> EXERCISE:
Revise these records, changing every "takes one point" to "receives a single point" and leaving all else unchanged.

==== GIVEN DATA

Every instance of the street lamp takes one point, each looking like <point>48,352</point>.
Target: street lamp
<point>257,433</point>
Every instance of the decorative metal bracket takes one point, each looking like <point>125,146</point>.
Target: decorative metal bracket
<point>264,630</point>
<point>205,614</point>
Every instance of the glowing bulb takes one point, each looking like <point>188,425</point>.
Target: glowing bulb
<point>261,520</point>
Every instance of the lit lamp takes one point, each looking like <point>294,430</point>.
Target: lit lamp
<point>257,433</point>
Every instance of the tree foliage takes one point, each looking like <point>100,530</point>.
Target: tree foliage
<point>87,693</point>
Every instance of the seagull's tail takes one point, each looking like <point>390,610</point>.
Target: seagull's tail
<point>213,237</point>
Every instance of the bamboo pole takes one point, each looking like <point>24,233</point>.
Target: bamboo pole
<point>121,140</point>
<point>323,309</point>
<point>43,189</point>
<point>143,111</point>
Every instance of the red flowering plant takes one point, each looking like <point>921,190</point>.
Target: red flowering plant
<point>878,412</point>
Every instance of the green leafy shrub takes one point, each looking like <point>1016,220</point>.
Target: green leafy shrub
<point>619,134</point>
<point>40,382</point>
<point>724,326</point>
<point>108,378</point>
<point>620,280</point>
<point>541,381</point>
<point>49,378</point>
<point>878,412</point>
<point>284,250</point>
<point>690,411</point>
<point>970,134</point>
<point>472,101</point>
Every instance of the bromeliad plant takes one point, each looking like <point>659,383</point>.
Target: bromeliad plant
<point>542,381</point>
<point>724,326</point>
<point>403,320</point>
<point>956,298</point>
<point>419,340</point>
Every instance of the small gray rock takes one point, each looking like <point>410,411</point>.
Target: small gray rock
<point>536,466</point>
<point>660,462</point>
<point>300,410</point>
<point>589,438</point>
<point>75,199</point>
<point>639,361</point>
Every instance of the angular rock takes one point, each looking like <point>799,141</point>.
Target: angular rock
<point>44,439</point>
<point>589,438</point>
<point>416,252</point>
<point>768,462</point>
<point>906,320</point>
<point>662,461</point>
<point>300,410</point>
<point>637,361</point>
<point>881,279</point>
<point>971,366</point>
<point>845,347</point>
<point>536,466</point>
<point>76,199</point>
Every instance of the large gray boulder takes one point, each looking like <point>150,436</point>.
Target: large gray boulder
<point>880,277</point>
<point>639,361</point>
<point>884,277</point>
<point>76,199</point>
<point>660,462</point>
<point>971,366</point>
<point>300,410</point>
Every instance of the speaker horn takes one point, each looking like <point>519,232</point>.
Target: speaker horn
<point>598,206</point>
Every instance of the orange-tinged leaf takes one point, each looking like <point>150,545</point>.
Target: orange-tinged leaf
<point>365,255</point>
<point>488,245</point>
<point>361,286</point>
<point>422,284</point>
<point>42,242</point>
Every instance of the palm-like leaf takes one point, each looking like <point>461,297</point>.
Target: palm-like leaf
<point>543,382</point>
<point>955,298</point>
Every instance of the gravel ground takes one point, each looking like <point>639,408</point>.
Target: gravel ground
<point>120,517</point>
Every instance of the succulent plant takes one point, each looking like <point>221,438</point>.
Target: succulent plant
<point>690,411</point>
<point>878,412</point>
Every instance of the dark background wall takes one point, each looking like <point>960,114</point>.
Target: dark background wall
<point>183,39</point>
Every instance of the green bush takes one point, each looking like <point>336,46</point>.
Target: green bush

========

> SOLUTION TO THIS TASK:
Every instance of the street lamp receives a single point, each looking like <point>48,352</point>.
Target: street lamp
<point>257,433</point>
Every instance of the decorative metal bracket receives a single point, each looking like <point>125,146</point>.
Target: decorative metal bracket
<point>264,630</point>
<point>205,614</point>
Every instance of the glowing bulb receives a single point, each looking like <point>188,425</point>.
Target: glowing bulb
<point>261,520</point>
Every instance of the lit lamp receives a single point, each looking like <point>294,430</point>.
Target: lit lamp
<point>257,433</point>
Every instance of the tree foliage receives a single point, each looking like <point>100,530</point>.
Target: tree foliage
<point>87,693</point>
Every instance of the seagull's tail receives a single point, each looking like <point>390,610</point>.
Target: seagull's tail
<point>213,237</point>
Every instance of the bamboo pole receives a single point, each looking like <point>24,233</point>.
Target: bamboo pole
<point>121,140</point>
<point>323,309</point>
<point>43,189</point>
<point>143,111</point>
Every instance of the red flowering plant receives a single point, each looking like <point>921,190</point>.
Target: red flowering plant
<point>878,412</point>
Every instance of the green leafy shrub receives a single point, each looking like <point>1016,220</point>.
Target: green leafy shrub
<point>619,134</point>
<point>40,382</point>
<point>724,326</point>
<point>108,378</point>
<point>620,280</point>
<point>541,381</point>
<point>49,378</point>
<point>878,412</point>
<point>284,250</point>
<point>690,411</point>
<point>970,134</point>
<point>472,101</point>
Every instance of the bromeliad plant receives a single point, each looking like <point>659,383</point>.
Target: bromeliad plant
<point>542,381</point>
<point>724,326</point>
<point>403,320</point>
<point>956,298</point>
<point>419,340</point>
Every instance of the small gray rock receives a single point, each looking like <point>410,411</point>.
Target: small gray rock
<point>536,466</point>
<point>660,462</point>
<point>300,410</point>
<point>589,438</point>
<point>75,199</point>
<point>639,361</point>
Every instance of the angular rock receives a single point, each looking like <point>799,141</point>.
Target: angular rock
<point>44,439</point>
<point>589,438</point>
<point>416,252</point>
<point>768,462</point>
<point>906,320</point>
<point>662,461</point>
<point>300,410</point>
<point>637,361</point>
<point>881,279</point>
<point>971,366</point>
<point>845,347</point>
<point>536,466</point>
<point>76,199</point>
Every instance of the large gray boulder receives a single point, each looking like <point>150,436</point>.
Target: large gray boulder
<point>880,277</point>
<point>639,361</point>
<point>884,277</point>
<point>76,199</point>
<point>660,462</point>
<point>971,366</point>
<point>300,410</point>
Every instance of the speaker horn receives a single point, each looking like <point>519,232</point>.
Target: speaker horn
<point>598,206</point>
Every instance of the orange-tinged leaf receives a single point, each looking like <point>150,545</point>.
Target: orange-tinged leaf
<point>365,255</point>
<point>488,245</point>
<point>361,286</point>
<point>422,284</point>
<point>42,242</point>
Every instance of the palm-like leaf receives a single point, each looking like <point>461,297</point>.
Target: palm-like leaf
<point>543,382</point>
<point>955,298</point>
Every instance of the gravel ground receives a single point, each looking like <point>639,408</point>.
Target: gravel ground
<point>120,517</point>
Every instance of the succulent plant receives a single point, each looking like <point>221,438</point>.
Target: succulent plant
<point>690,411</point>
<point>878,412</point>
Every instance of the dark background wall receives a single point, each looking like <point>960,114</point>.
Target: dark background wall
<point>183,39</point>
Every instance of the green bush receives a single point, each looking like <point>336,46</point>.
Target: green bush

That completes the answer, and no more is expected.